▸ **EXERCISE PROMPT**: Render the listing below as a JSON list of strings, one string per line, with blank lines skipped and the pictures left out.

▸ **ROWS**:
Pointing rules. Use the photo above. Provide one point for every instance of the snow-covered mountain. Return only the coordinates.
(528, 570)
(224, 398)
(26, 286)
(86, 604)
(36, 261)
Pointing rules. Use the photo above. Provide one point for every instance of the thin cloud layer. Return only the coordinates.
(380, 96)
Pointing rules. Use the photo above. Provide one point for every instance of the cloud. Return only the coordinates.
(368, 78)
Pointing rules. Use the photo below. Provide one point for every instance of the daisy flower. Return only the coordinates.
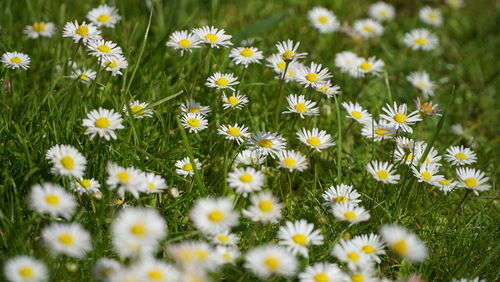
(104, 50)
(460, 155)
(156, 183)
(267, 260)
(312, 75)
(368, 28)
(267, 143)
(404, 243)
(372, 65)
(137, 231)
(126, 180)
(322, 272)
(288, 50)
(246, 56)
(350, 212)
(292, 160)
(15, 60)
(213, 215)
(53, 200)
(66, 160)
(222, 81)
(246, 180)
(357, 113)
(297, 236)
(315, 139)
(234, 132)
(185, 168)
(104, 16)
(103, 122)
(398, 117)
(67, 238)
(371, 244)
(422, 82)
(234, 101)
(264, 208)
(183, 41)
(213, 36)
(341, 194)
(81, 32)
(85, 185)
(348, 252)
(378, 130)
(299, 105)
(474, 179)
(40, 29)
(25, 269)
(191, 106)
(194, 122)
(431, 16)
(249, 157)
(382, 11)
(84, 75)
(323, 20)
(421, 39)
(138, 109)
(382, 171)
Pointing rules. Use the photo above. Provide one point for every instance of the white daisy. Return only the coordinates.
(103, 122)
(298, 235)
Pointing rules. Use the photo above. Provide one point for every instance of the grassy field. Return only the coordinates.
(43, 106)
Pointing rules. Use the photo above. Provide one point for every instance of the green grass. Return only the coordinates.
(44, 108)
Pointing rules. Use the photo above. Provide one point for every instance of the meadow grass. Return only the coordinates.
(43, 107)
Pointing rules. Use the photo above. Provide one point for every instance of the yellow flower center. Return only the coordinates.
(104, 18)
(353, 256)
(401, 247)
(322, 19)
(421, 41)
(194, 122)
(216, 216)
(290, 162)
(16, 60)
(82, 30)
(314, 141)
(68, 162)
(266, 206)
(301, 107)
(383, 174)
(312, 77)
(138, 229)
(185, 43)
(104, 48)
(300, 239)
(321, 277)
(471, 182)
(357, 114)
(247, 52)
(350, 215)
(52, 200)
(222, 81)
(102, 122)
(66, 239)
(272, 263)
(265, 143)
(39, 27)
(26, 272)
(400, 118)
(187, 167)
(211, 37)
(368, 249)
(234, 131)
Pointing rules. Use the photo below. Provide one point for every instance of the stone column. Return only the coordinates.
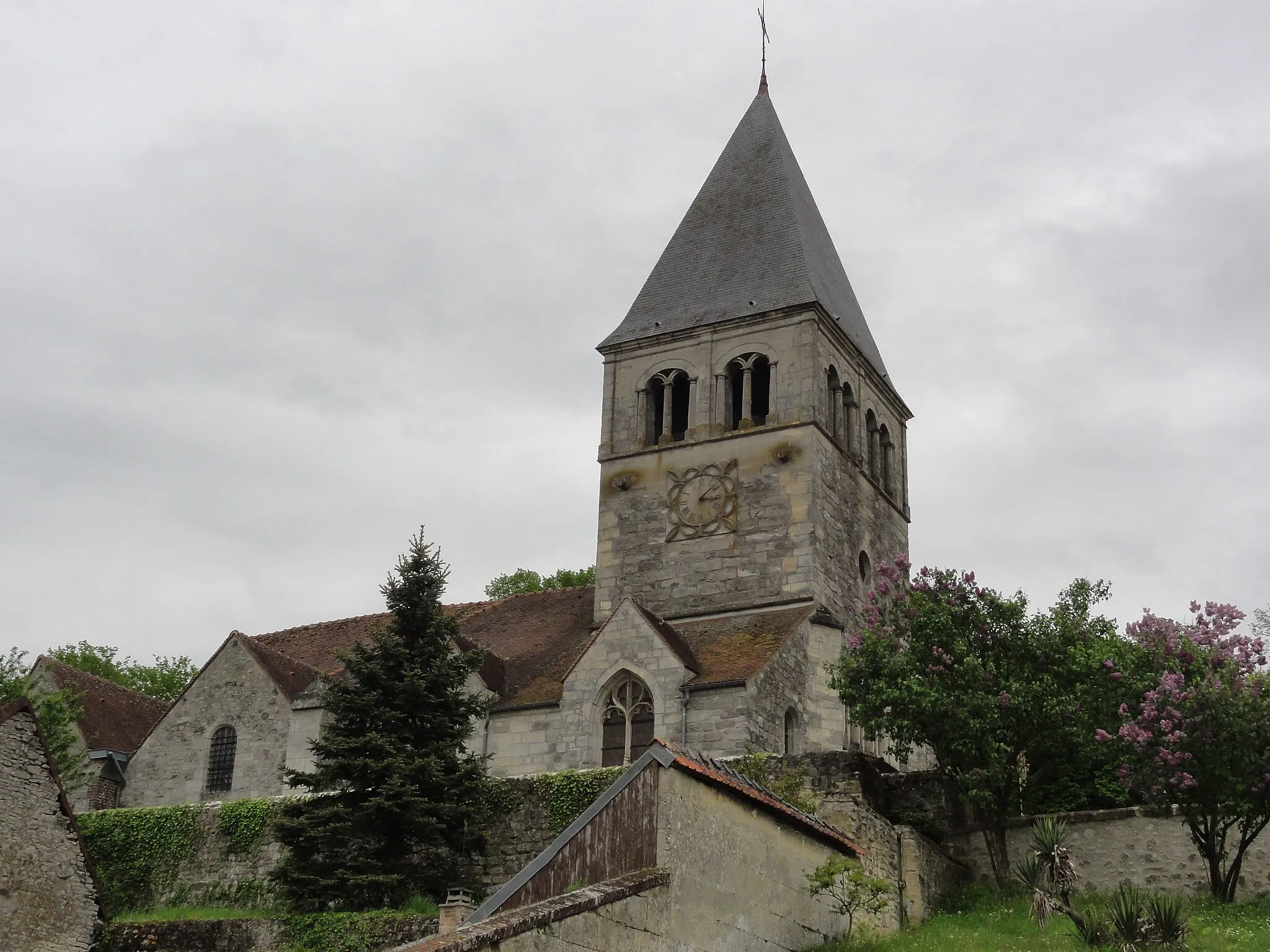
(667, 408)
(836, 427)
(693, 409)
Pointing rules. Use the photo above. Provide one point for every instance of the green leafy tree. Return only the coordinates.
(850, 888)
(1199, 736)
(56, 712)
(163, 681)
(525, 580)
(1006, 701)
(401, 803)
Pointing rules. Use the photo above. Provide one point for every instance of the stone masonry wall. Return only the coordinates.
(802, 524)
(1110, 845)
(172, 764)
(47, 895)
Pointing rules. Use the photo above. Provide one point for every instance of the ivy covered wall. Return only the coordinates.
(190, 853)
(223, 853)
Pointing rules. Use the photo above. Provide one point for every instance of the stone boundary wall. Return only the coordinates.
(848, 786)
(244, 935)
(1135, 844)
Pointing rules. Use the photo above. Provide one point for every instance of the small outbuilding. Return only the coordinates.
(682, 852)
(48, 899)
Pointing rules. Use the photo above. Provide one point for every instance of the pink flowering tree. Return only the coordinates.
(1201, 735)
(1003, 699)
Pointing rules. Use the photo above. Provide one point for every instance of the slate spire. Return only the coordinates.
(751, 242)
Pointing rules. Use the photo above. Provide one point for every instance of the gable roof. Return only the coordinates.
(23, 706)
(115, 718)
(672, 638)
(752, 242)
(737, 646)
(534, 640)
(290, 674)
(531, 640)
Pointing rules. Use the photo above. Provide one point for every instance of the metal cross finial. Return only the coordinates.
(762, 25)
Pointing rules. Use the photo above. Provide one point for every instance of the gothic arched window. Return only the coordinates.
(667, 399)
(628, 724)
(887, 461)
(220, 760)
(750, 381)
(793, 741)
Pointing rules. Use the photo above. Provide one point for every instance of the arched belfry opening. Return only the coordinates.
(626, 726)
(667, 400)
(750, 385)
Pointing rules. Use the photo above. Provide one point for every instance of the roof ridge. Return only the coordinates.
(54, 663)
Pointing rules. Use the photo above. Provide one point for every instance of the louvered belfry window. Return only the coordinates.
(220, 760)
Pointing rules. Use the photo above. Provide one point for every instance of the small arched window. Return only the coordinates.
(750, 384)
(668, 398)
(628, 723)
(874, 443)
(886, 461)
(220, 760)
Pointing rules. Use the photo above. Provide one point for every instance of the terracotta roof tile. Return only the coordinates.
(737, 646)
(531, 640)
(115, 718)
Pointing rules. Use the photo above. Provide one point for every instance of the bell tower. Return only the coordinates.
(753, 450)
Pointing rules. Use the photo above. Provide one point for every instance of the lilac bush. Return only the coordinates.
(1201, 735)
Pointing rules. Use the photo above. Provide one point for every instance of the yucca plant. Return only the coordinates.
(1127, 910)
(1049, 873)
(1168, 915)
(1093, 930)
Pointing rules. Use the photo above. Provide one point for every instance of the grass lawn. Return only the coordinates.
(978, 920)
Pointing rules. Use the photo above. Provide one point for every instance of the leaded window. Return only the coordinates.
(628, 726)
(220, 759)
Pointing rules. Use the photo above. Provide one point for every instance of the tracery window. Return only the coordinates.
(628, 724)
(887, 464)
(874, 444)
(220, 760)
(666, 403)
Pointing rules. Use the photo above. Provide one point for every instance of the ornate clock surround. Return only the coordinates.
(701, 500)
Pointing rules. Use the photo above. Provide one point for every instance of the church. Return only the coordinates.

▸ **SOLUTION**:
[
  "Pointing rules. Use the photo above. Provide one point for every instance of the snow-covered mountain. Return only the coordinates.",
  "(528, 570)",
  "(224, 398)",
  "(26, 286)",
  "(86, 604)",
  "(36, 261)",
  "Pointing rules. Use the photo above. Provide one point for every instance of the thin cloud layer. Return only the coordinates.",
  "(380, 96)",
  "Pointing rules. Use the photo above. Provide one point for every instance of the cloud. Return only the coordinates.",
  "(368, 78)",
  "Pointing rules. Use the photo below. Provide one point for every instance of the daisy flower. Return only the coordinates.",
  "(104, 50)",
  "(460, 155)",
  "(156, 183)",
  "(267, 260)",
  "(312, 75)",
  "(368, 28)",
  "(267, 143)",
  "(404, 243)",
  "(372, 65)",
  "(137, 231)",
  "(126, 180)",
  "(322, 272)",
  "(288, 50)",
  "(246, 56)",
  "(350, 212)",
  "(292, 160)",
  "(15, 60)",
  "(213, 215)",
  "(53, 200)",
  "(66, 160)",
  "(222, 81)",
  "(246, 180)",
  "(357, 113)",
  "(297, 236)",
  "(315, 139)",
  "(234, 132)",
  "(185, 168)",
  "(104, 16)",
  "(103, 122)",
  "(398, 117)",
  "(67, 238)",
  "(371, 244)",
  "(422, 82)",
  "(234, 101)",
  "(264, 208)",
  "(183, 41)",
  "(213, 36)",
  "(341, 194)",
  "(81, 32)",
  "(85, 185)",
  "(348, 252)",
  "(378, 130)",
  "(299, 105)",
  "(474, 179)",
  "(40, 29)",
  "(25, 269)",
  "(191, 106)",
  "(194, 122)",
  "(431, 16)",
  "(249, 157)",
  "(382, 11)",
  "(84, 75)",
  "(323, 20)",
  "(421, 39)",
  "(138, 109)",
  "(382, 171)",
  "Pointing rules. Use the photo above. Provide one point for every instance of the white daisy. Return only the coordinates.",
  "(103, 122)",
  "(298, 235)",
  "Pointing rules. Use the photo above. Provide one point for every instance of the grassy field. Return only the coordinates.",
  "(43, 106)",
  "Pointing rules. Use the photo above. Provide one point for every instance of the green grass. Return only the coordinates.",
  "(44, 108)",
  "Pointing rules. Use the photo above. Provide one point for every instance of the meadow grass. Return only the coordinates.",
  "(43, 107)",
  "Pointing rules. Use the photo above. Provide one point for every instance of the yellow flower center. Return only the coordinates.",
  "(104, 18)",
  "(353, 256)",
  "(401, 247)",
  "(322, 19)",
  "(421, 41)",
  "(194, 122)",
  "(216, 216)",
  "(290, 162)",
  "(16, 60)",
  "(82, 30)",
  "(314, 141)",
  "(68, 162)",
  "(266, 206)",
  "(301, 107)",
  "(383, 174)",
  "(312, 77)",
  "(138, 229)",
  "(185, 43)",
  "(104, 48)",
  "(300, 239)",
  "(321, 277)",
  "(471, 182)",
  "(357, 114)",
  "(247, 52)",
  "(350, 215)",
  "(52, 200)",
  "(222, 81)",
  "(102, 122)",
  "(66, 239)",
  "(272, 263)",
  "(265, 143)",
  "(39, 27)",
  "(26, 272)",
  "(400, 118)",
  "(187, 167)",
  "(211, 37)",
  "(368, 249)",
  "(234, 131)",
  "Pointing rules. Use the photo below. Provide one point for every instance of the stone column. Return only the coordinates.",
  "(667, 408)",
  "(836, 427)",
  "(693, 409)",
  "Pointing rules. Use the photo above. Provide one point for every instance of the green leafy tree. Return only the coordinates.",
  "(850, 888)",
  "(1199, 736)",
  "(56, 712)",
  "(163, 681)",
  "(525, 580)",
  "(1006, 701)",
  "(401, 803)",
  "Pointing rules. Use the photo above. Provide one point for every instance of the stone masonry wall. Return only the coordinates.",
  "(802, 524)",
  "(1110, 845)",
  "(172, 764)",
  "(47, 895)",
  "Pointing rules. Use the photo above. Provide one point for every instance of the ivy covered wall. Return only the coordinates.",
  "(190, 853)",
  "(223, 853)",
  "Pointing rules. Use the photo above. Provide one point for every instance of the stone boundary wall. Return only the coordinates.",
  "(848, 786)",
  "(244, 935)",
  "(1135, 844)",
  "Pointing rules. Use the photo above. Provide one point for every instance of the small outbuilding. Return only the coordinates.",
  "(682, 852)",
  "(48, 899)",
  "Pointing rules. Use the photo above. Provide one point for every instance of the pink flowering tree. Return only the coordinates.",
  "(1201, 735)",
  "(1003, 699)",
  "Pointing rules. Use the photo above. Provide one point for every instance of the slate spire. Return only the coordinates.",
  "(751, 242)",
  "Pointing rules. Use the photo above. Provide one point for every instance of the gable roof. Return only the coordinates.",
  "(23, 706)",
  "(115, 718)",
  "(672, 638)",
  "(752, 242)",
  "(737, 646)",
  "(534, 640)",
  "(290, 674)",
  "(531, 640)",
  "Pointing rules. Use the photo above. Provide one point for every instance of the metal cross finial. Return only the coordinates.",
  "(762, 25)",
  "Pointing rules. Use the photo above. Provide one point for every instance of the gothic arched window. Return only the coordinates.",
  "(667, 399)",
  "(628, 724)",
  "(887, 461)",
  "(220, 760)",
  "(750, 381)",
  "(793, 741)",
  "Pointing rules. Use the photo above. Provide one point for every instance of the arched belfry opening. Return only the coordinates.",
  "(626, 726)",
  "(667, 400)",
  "(750, 385)",
  "Pointing rules. Use the photo above. Provide one point for every instance of the roof ridge. Return only the coordinates.",
  "(54, 663)",
  "Pointing rules. Use the photo above. Provide one point for every instance of the louvered belfry window. Return only the coordinates.",
  "(220, 760)",
  "Pointing rules. Use the photo above. Provide one point for every instance of the small arched window. Return only the coordinates.",
  "(750, 384)",
  "(668, 398)",
  "(628, 723)",
  "(874, 443)",
  "(886, 461)",
  "(220, 760)",
  "Pointing rules. Use the photo above. Provide one point for every instance of the terracotta roof tile. Return only the coordinates.",
  "(737, 646)",
  "(531, 640)",
  "(115, 718)",
  "Pointing rules. Use the photo above. Provide one point for every instance of the bell tower. Return only the coordinates.",
  "(753, 450)",
  "Pointing rules. Use the photo above. Provide one point for every instance of the lilac bush. Return only the coordinates.",
  "(1201, 735)",
  "Pointing rules. Use the photo above. Provide one point for every instance of the yucca plant. Return only the coordinates.",
  "(1127, 910)",
  "(1049, 873)",
  "(1168, 915)",
  "(1093, 930)",
  "Pointing rules. Use the photo above. Provide one point for every instance of the grass lawn. Return only the coordinates.",
  "(978, 920)",
  "Pointing rules. Use the photo above. Provide one point for every instance of the leaded window. Return only the coordinates.",
  "(628, 726)",
  "(220, 759)",
  "Pointing rules. Use the photo above. Provide one point for every instance of the tracery window. Return only the coordinates.",
  "(628, 724)",
  "(887, 464)",
  "(874, 444)",
  "(220, 760)",
  "(666, 403)",
  "Pointing rules. Use the photo above. Provide one point for every instance of the ornate clock surround. Return only the coordinates.",
  "(701, 500)",
  "Pointing rules. Use the photo above. Provide one point for every instance of the church. Return only the coordinates."
]